[Lines of data]
'''
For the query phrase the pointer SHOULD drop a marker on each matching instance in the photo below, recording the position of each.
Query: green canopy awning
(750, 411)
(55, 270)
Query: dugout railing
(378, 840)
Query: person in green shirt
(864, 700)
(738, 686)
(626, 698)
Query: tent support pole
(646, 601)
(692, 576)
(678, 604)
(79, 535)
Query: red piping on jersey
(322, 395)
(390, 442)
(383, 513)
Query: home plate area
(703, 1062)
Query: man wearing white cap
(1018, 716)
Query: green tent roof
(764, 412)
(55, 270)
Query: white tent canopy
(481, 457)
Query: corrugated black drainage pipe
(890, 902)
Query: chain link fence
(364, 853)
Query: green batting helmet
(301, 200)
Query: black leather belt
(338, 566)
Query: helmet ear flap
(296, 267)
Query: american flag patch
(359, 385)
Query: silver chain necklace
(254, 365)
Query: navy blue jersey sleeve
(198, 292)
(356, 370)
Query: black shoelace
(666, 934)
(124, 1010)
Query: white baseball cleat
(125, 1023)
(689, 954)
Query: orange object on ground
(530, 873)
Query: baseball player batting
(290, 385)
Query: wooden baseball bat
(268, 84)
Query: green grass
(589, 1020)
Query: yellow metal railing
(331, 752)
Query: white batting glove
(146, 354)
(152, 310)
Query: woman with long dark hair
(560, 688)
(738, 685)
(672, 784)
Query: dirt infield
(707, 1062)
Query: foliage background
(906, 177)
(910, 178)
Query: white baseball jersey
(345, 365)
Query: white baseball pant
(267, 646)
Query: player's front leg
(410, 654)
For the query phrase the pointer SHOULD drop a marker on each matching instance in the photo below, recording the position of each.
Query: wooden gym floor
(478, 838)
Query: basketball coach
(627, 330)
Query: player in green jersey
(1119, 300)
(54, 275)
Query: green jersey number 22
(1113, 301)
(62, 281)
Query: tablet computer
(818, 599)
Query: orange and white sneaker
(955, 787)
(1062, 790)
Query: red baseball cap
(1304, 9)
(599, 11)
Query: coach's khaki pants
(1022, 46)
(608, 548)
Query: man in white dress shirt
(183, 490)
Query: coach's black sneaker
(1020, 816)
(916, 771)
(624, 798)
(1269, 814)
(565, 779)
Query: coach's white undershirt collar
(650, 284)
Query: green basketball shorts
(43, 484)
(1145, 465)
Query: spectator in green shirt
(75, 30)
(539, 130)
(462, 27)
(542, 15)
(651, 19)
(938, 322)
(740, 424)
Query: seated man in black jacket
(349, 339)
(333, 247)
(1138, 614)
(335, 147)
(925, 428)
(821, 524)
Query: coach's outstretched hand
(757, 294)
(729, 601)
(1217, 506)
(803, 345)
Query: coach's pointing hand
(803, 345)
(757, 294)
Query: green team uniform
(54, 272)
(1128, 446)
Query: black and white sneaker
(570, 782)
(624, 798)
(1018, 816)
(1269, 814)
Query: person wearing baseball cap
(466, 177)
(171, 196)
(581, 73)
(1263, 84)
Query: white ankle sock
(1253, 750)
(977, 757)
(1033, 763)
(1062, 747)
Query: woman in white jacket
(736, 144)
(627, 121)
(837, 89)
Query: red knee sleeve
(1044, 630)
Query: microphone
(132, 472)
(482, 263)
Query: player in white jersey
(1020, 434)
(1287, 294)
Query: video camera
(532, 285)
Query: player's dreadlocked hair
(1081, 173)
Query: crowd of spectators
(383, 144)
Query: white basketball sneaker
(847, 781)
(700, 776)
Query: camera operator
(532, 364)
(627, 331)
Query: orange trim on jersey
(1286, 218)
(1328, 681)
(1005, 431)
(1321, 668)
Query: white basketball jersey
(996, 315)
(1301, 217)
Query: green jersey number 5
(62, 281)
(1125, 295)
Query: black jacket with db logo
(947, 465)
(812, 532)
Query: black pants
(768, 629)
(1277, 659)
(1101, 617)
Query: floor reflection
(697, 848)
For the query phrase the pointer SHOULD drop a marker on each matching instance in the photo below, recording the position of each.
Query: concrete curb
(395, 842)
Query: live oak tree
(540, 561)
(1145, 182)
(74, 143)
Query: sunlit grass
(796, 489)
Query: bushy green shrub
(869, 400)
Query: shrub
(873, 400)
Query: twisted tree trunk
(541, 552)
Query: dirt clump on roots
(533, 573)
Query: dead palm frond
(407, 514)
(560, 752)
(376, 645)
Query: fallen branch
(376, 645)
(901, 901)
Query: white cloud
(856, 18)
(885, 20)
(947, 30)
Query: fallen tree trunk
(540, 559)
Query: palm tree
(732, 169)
'''
**EXERCISE BRIEF**
Please turn all of the lines above into a numbered list, leaving out any blank lines.

**WORKED SOLUTION**
1. For the query phrase the pointer SHOULD drop a marker on each matching instance in the photo below, recording the position of each.
2. Query: green canopy awning
3. (750, 411)
4. (55, 270)
5. Query: dugout railing
6. (378, 840)
7. Query: person in green shirt
8. (864, 700)
9. (738, 686)
10. (626, 698)
11. Query: tent support pole
12. (646, 601)
13. (692, 576)
14. (678, 604)
15. (79, 535)
16. Query: red piping on jersey
17. (322, 395)
18. (390, 442)
19. (383, 513)
20. Query: home plate area
21. (703, 1062)
22. Query: man wearing white cap
23. (1018, 716)
24. Query: green tent roof
25. (764, 412)
26. (55, 270)
27. Query: white tent canopy
28. (481, 457)
29. Query: corrugated black drainage pipe
30. (890, 902)
31. Query: chain link fence
32. (364, 853)
33. Query: green batting helmet
34. (301, 200)
35. Query: black leather belt
36. (338, 566)
37. Query: helmet ear flap
38. (296, 267)
39. Query: american flag patch
40. (359, 385)
41. Query: silver chain necklace
42. (254, 365)
43. Query: navy blue jersey sleeve
44. (198, 292)
45. (356, 370)
46. Query: black shoelace
47. (666, 934)
48. (124, 1010)
49. Query: white baseball cleat
50. (125, 1023)
51. (689, 954)
52. Query: orange object on ground
53. (530, 873)
54. Query: baseball player batting
55. (290, 385)
56. Query: wooden baseball bat
57. (268, 84)
58. Query: green grass
59. (589, 1020)
60. Query: yellow metal railing
61. (331, 752)
62. Query: white batting glove
63. (146, 354)
64. (152, 310)
65. Query: woman with long dark hair
66. (560, 688)
67. (738, 685)
68. (672, 784)
69. Query: dirt infield
70. (707, 1062)
71. Query: foliage background
72. (906, 177)
73. (910, 178)
74. Query: white baseball jersey
75. (345, 365)
76. Query: white baseball pant
77. (267, 646)
78. Query: player's front leg
79. (410, 654)
80. For the query phrase the pointer SHOULD drop a marker on each matching instance in the photo below, recording the position of each.
81. Query: wooden gym floor
82. (478, 838)
83. Query: basketball coach
84. (627, 330)
85. Query: player in green jersey
86. (1119, 300)
87. (54, 275)
88. Query: green jersey number 22
89. (1113, 301)
90. (62, 281)
91. Query: tablet computer
92. (818, 599)
93. Query: orange and white sneaker
94. (955, 787)
95. (1062, 790)
96. Query: red baseball cap
97. (1304, 9)
98. (599, 11)
99. Query: coach's khaki pants
100. (1022, 46)
101. (608, 548)
102. Query: man in white dress shirt
103. (183, 490)
104. Query: coach's black sneaker
105. (1020, 816)
106. (916, 771)
107. (624, 798)
108. (1269, 814)
109. (565, 779)
110. Query: coach's white undershirt collar
111. (650, 284)
112. Query: green basketball shorts
113. (43, 484)
114. (1145, 465)
115. Query: spectator in green shirt
116. (75, 30)
117. (539, 130)
118. (462, 27)
119. (542, 15)
120. (651, 19)
121. (938, 322)
122. (740, 424)
123. Query: seated man in black jacket
124. (349, 339)
125. (333, 247)
126. (1138, 614)
127. (335, 147)
128. (925, 428)
129. (821, 524)
130. Query: coach's outstretched hand
131. (757, 294)
132. (729, 601)
133. (1217, 506)
134. (803, 345)
135. Query: coach's pointing hand
136. (803, 345)
137. (757, 294)
138. Query: green team uniform
139. (54, 272)
140. (1128, 446)
141. Query: black and white sneaker
142. (570, 782)
143. (624, 798)
144. (1018, 816)
145. (1269, 814)
146. Query: person wearing baseball cap
147. (466, 177)
148. (171, 196)
149. (581, 73)
150. (1263, 84)
151. Query: white ankle sock
152. (1253, 750)
153. (977, 757)
154. (1033, 763)
155. (1062, 747)
156. Query: woman in white jacket
157. (736, 144)
158. (627, 121)
159. (837, 89)
160. Query: red knee sleeve
161. (1044, 630)
162. Query: microphone
163. (132, 472)
164. (482, 263)
165. Query: player in white jersey
166. (1020, 434)
167. (1287, 294)
168. Query: video camera
169. (532, 285)
170. Query: player's dreadlocked hair
171. (1081, 173)
172. Query: crowd of spectators
173. (383, 144)
174. Query: white basketball sneaker
175. (847, 781)
176. (700, 776)
177. Query: camera operator
178. (532, 364)
179. (627, 331)
180. Query: orange trim on jersey
181. (1286, 218)
182. (1328, 681)
183. (1005, 431)
184. (1321, 668)
185. Query: white basketball jersey
186. (996, 315)
187. (1301, 217)
188. Query: green jersey number 5
189. (62, 281)
190. (1125, 295)
191. Query: black jacket with db logo
192. (947, 465)
193. (812, 532)
194. Query: black pants
195. (768, 629)
196. (1277, 659)
197. (1101, 617)
198. Query: floor reflection
199. (697, 848)
200. For the query phrase the pointer SHOULD drop a marker on each matching instance in the photo below, recording the position of each.
201. Query: concrete curb
202. (395, 842)
203. Query: live oak tree
204. (540, 561)
205. (1145, 182)
206. (74, 143)
207. Query: sunlit grass
208. (796, 489)
209. Query: bushy green shrub
210. (869, 400)
211. Query: shrub
212. (873, 400)
213. Query: twisted tree trunk
214. (541, 552)
215. Query: dirt clump on roots
216. (533, 573)
217. Query: dead palm frond
218. (407, 514)
219. (560, 752)
220. (376, 645)
221. Query: fallen branch
222. (376, 645)
223. (901, 901)
224. Query: white cloud
225. (856, 18)
226. (885, 20)
227. (947, 30)
228. Query: fallen tree trunk
229. (540, 559)
230. Query: palm tree
231. (732, 169)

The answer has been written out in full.